STATED PROBLEM: In the data below, copy out word for word the lines from the one containing "Report the position of each instance of the blue" through the one containing "[[374, 67]]", including both of those lines and nothing else.

INFORMATION GIVEN:
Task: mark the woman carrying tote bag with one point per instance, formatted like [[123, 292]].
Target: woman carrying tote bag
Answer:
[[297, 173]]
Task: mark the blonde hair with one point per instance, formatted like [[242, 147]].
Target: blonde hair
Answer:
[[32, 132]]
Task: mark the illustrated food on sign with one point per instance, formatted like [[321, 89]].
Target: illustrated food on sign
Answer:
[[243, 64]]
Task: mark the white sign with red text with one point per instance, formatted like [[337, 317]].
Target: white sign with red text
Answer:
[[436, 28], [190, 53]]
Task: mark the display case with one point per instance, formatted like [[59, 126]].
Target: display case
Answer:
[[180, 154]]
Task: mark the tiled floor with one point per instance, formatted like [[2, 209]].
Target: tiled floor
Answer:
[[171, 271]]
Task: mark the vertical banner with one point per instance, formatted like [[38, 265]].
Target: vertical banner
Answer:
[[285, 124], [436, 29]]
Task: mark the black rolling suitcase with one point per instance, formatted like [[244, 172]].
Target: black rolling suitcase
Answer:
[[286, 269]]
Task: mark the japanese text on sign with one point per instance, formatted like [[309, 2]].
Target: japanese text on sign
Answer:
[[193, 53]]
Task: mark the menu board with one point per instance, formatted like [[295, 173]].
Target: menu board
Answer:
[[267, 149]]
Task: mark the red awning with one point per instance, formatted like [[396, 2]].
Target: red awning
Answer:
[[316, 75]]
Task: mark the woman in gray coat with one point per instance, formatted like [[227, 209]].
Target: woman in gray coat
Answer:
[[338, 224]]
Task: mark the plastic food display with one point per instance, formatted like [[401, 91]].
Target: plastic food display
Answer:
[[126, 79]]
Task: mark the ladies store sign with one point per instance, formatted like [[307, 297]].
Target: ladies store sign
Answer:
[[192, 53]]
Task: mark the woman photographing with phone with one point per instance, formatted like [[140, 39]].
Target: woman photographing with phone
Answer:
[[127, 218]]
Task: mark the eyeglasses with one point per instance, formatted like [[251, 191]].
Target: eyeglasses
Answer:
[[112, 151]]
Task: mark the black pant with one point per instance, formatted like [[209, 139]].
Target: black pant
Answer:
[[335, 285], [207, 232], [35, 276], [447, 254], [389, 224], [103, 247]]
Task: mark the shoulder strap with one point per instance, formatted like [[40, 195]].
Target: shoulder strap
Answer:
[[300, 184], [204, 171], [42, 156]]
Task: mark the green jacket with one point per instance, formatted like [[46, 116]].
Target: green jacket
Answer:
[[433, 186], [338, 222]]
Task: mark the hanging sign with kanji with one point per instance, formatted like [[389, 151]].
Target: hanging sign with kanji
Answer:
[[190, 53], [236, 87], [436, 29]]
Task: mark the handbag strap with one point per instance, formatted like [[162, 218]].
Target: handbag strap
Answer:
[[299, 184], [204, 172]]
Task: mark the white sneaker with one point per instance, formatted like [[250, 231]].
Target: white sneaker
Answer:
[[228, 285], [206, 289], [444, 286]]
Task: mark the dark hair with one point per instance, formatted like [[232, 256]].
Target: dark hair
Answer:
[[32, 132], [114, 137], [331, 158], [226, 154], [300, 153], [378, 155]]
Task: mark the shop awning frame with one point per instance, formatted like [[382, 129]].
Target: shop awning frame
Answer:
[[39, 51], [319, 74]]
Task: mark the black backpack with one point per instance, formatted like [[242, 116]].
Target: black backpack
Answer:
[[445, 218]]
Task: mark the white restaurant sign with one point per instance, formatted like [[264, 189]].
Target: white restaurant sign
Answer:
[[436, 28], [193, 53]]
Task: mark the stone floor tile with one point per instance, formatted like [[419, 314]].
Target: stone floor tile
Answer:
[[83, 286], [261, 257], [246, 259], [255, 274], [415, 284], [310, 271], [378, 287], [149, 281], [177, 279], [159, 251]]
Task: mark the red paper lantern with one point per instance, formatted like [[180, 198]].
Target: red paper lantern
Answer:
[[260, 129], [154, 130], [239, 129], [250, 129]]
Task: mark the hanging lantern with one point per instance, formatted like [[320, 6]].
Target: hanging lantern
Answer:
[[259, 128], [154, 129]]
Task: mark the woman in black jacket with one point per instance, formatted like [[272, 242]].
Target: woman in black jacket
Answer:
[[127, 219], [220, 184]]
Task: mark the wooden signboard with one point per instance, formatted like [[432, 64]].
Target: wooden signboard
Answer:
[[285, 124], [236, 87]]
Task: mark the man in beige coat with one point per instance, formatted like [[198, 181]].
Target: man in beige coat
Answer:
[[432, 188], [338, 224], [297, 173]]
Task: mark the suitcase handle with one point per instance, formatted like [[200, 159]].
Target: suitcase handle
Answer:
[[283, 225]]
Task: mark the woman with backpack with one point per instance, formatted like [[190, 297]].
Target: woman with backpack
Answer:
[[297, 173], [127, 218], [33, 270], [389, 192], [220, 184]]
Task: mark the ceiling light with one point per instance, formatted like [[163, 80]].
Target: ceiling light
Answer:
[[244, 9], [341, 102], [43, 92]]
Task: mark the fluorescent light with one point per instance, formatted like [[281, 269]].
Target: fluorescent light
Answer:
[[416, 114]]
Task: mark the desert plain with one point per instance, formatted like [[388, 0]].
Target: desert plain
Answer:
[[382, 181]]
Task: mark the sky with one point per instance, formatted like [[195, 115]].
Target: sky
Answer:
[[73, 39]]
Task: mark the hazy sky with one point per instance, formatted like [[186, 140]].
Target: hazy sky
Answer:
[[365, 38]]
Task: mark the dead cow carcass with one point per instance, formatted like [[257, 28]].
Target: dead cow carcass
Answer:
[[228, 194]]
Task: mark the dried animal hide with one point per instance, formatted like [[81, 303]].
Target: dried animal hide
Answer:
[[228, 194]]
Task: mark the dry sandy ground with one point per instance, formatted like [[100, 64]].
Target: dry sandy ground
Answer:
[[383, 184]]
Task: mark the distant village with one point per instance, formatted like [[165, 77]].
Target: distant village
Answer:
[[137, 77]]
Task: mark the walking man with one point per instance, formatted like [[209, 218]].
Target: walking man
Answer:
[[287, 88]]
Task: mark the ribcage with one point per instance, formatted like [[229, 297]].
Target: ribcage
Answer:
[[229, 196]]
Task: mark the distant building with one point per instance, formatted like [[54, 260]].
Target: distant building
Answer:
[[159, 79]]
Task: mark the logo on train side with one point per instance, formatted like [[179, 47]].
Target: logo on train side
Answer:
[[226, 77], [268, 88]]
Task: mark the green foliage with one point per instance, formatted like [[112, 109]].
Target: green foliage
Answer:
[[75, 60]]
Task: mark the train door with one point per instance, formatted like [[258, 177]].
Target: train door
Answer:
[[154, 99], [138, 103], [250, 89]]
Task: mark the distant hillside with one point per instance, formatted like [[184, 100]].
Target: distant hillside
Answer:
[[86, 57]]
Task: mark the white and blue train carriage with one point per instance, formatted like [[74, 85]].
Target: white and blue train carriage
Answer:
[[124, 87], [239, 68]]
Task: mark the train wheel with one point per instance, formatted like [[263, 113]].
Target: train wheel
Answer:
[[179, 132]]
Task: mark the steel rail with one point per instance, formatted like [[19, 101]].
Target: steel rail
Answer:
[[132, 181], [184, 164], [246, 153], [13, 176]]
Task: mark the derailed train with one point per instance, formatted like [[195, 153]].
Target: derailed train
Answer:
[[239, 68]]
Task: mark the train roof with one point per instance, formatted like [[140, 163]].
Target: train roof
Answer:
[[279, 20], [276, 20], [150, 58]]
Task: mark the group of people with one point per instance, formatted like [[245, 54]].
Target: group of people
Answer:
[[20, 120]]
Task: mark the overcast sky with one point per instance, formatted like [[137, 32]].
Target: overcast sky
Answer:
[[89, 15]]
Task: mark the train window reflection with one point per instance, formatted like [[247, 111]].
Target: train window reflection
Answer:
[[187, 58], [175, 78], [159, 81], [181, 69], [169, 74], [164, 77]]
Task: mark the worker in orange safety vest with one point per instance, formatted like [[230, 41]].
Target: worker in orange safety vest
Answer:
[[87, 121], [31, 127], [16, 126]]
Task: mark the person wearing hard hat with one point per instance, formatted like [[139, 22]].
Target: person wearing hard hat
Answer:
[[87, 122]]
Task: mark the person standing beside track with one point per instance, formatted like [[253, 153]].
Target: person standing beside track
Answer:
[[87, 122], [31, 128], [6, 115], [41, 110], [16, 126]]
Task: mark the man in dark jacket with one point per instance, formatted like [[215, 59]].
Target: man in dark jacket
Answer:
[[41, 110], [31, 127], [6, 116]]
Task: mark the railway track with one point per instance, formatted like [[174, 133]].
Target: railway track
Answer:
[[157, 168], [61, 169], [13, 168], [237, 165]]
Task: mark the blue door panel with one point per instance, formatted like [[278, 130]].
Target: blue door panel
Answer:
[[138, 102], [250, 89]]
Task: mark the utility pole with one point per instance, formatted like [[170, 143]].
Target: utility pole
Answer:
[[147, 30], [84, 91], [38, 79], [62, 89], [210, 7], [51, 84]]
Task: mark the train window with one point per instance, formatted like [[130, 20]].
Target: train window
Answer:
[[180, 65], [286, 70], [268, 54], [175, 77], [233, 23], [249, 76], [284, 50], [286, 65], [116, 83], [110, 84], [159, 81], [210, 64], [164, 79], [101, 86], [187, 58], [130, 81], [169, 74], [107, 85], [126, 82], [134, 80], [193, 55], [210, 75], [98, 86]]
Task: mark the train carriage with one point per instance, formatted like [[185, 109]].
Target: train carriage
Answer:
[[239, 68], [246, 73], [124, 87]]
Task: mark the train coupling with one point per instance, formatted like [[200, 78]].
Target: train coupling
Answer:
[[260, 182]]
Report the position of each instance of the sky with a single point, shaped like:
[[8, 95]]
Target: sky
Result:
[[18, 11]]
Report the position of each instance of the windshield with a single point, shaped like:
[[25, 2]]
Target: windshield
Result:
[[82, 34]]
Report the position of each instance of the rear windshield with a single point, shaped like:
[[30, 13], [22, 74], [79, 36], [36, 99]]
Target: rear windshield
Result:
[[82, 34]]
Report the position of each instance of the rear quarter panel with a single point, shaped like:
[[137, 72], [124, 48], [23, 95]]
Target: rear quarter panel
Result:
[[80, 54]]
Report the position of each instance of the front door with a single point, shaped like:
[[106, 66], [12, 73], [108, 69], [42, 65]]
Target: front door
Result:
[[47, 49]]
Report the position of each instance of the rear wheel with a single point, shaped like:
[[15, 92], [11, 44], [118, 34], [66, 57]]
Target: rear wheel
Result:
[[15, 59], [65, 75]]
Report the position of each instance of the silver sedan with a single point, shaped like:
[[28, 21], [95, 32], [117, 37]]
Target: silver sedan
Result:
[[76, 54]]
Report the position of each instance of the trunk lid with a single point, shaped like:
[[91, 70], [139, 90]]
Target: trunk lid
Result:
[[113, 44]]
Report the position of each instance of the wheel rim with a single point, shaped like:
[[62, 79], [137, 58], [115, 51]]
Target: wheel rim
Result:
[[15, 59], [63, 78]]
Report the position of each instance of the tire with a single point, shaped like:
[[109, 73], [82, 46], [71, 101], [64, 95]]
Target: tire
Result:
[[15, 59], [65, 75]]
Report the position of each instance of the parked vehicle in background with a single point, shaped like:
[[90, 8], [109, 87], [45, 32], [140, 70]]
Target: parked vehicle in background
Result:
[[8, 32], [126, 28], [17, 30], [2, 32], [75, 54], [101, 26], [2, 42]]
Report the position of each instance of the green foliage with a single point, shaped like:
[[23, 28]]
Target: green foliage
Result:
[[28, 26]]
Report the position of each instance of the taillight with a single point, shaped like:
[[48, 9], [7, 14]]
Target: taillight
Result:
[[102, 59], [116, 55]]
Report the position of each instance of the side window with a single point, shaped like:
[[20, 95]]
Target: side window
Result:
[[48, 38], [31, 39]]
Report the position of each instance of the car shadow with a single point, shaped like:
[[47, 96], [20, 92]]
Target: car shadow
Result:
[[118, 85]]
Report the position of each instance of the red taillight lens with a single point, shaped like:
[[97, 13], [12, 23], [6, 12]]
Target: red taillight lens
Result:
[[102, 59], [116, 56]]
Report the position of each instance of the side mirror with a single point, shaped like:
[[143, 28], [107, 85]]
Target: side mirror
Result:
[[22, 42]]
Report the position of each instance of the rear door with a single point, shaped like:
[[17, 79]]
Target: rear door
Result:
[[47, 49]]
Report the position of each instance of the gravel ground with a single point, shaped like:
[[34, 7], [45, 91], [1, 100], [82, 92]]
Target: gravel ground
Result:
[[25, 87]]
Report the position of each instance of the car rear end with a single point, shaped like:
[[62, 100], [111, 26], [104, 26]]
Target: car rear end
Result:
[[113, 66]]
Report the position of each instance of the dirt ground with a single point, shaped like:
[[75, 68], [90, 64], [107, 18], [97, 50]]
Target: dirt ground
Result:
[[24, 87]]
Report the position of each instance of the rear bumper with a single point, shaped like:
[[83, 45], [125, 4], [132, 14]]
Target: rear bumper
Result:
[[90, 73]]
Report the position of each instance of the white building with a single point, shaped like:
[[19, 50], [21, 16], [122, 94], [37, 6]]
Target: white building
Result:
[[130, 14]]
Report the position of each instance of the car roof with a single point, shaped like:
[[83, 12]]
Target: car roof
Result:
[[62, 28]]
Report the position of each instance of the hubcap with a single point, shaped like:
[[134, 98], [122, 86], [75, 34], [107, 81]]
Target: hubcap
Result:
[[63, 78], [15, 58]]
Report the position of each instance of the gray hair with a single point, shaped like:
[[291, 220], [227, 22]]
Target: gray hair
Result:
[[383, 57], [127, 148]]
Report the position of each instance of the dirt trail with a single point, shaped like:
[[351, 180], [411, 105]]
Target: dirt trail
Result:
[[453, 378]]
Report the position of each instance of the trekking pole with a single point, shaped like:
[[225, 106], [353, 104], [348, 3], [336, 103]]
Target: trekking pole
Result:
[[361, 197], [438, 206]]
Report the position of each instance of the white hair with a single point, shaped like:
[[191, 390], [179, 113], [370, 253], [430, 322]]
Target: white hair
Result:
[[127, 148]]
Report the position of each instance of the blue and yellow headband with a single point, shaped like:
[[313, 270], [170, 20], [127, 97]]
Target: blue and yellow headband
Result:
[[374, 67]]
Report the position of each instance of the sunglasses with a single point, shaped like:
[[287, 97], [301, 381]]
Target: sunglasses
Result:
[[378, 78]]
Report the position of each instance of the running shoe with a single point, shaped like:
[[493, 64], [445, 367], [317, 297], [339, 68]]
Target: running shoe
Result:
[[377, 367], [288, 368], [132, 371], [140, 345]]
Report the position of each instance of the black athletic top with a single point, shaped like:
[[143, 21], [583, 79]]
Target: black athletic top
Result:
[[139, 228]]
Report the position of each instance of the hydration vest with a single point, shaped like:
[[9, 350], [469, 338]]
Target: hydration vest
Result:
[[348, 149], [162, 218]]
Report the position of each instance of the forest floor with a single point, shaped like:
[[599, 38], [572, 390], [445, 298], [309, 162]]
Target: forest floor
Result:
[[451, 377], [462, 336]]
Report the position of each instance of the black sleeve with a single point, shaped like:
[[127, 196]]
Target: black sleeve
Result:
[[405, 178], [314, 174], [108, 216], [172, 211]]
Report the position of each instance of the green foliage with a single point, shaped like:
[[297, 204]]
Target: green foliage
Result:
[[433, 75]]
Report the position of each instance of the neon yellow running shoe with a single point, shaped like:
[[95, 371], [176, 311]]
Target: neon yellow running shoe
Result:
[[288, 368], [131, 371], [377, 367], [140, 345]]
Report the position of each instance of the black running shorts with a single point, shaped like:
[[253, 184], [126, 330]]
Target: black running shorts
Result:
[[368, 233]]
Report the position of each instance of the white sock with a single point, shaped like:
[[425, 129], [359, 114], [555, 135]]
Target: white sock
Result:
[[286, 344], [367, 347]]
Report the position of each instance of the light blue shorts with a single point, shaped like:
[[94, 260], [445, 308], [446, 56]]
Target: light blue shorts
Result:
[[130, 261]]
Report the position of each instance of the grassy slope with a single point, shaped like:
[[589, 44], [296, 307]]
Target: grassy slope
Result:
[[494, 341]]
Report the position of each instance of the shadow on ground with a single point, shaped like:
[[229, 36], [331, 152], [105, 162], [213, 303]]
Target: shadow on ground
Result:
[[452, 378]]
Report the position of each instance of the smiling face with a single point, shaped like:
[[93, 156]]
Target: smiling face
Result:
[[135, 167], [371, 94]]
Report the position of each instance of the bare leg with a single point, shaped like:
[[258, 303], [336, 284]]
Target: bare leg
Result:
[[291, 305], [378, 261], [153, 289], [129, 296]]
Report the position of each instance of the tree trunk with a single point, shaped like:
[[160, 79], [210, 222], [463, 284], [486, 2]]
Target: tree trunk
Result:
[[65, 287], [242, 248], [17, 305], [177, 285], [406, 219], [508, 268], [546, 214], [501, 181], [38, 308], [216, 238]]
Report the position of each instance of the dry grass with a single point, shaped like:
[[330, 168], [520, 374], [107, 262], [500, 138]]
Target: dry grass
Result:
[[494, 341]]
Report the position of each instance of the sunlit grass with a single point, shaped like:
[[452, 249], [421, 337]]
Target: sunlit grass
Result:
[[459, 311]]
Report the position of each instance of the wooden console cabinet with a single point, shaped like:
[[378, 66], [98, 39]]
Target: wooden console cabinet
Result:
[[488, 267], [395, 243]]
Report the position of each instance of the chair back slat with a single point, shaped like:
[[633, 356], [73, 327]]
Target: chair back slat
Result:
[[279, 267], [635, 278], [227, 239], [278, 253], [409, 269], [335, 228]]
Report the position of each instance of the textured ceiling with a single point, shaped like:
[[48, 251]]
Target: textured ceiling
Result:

TASK SOLUTION:
Report the position of each instance of the blue and yellow headband with a single point, shaped like:
[[313, 270], [170, 20], [127, 97]]
Target: blue and yellow headband
Result:
[[374, 67]]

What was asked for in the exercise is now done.